**PAGE EXCERPT:**
>> Start

Am 24.01.20 um 17:58 schrieb Jens Axboe:
> On 1/24/20 3:38 AM, Stefan Metzmacher wrote:
>> Am 22.01.20 um 10:26 schrieb Greg Kroah-Hartman:
>>> From: Jens Axboe <[email protected]>
>>>
>>> commit 44d282796f81eb1debc1d7cb53245b4cb3214cb5 upstream.
>>>
>>> If the credentials or the mm doesn't match, don't allow the task to
>>> submit anything on behalf of this ring. The task that owns the ring can
>>> pass the file descriptor to another task, but we don't want to allow
>>> that task to submit an SQE that then assumes the ring mm and creds if
>>> it needs to go async.
>>>
>>> Cc: [email protected]
>>> Suggested-by: Stefan Metzmacher <[email protected]>
>>> Signed-off-by: Jens Axboe <[email protected]>
>>> Signed-off-by: Greg Kroah-Hartman <[email protected]>
>>>
>>>
>>> ---
>>>  fs/io_uring.c |    6 ++++++
>>>  1 file changed, 6 insertions(+)
>>>
>>> --- a/fs/io_uring.c
>>> +++ b/fs/io_uring.c
>>> @@ -3716,6 +3716,12 @@ SYSCALL_DEFINE6(io_uring_enter, unsigned
>>>  			wake_up(&ctx->sqo_wait);
>>>  		submitted = to_submit;
>>>  	} else if (to_submit) {
>>> +		if (current->mm != ctx->sqo_mm ||
>>> +		    current_cred() != ctx->creds) {
>>> +			ret = -EPERM;
>>> +			goto out;
>>> +		}
>>> +
>>
>> I thought about this a bit more.
>>
>> I'm not sure if this is actually to restrictive,
>> because it means applications like Samba won't
>> be able to use io-uring at all.

>> End

**MATERIAL PROVIDED:**
>> Start

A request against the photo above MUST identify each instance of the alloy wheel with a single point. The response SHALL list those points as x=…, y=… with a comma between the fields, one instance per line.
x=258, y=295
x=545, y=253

>> End

**YOUR GOAL:**
In the mailing-list excerpt, which application is named as one that would be unable to use io-uring under the added check? Rely solely on the mailing-list excerpt.

**REPLY TO THE TASK:**
Samba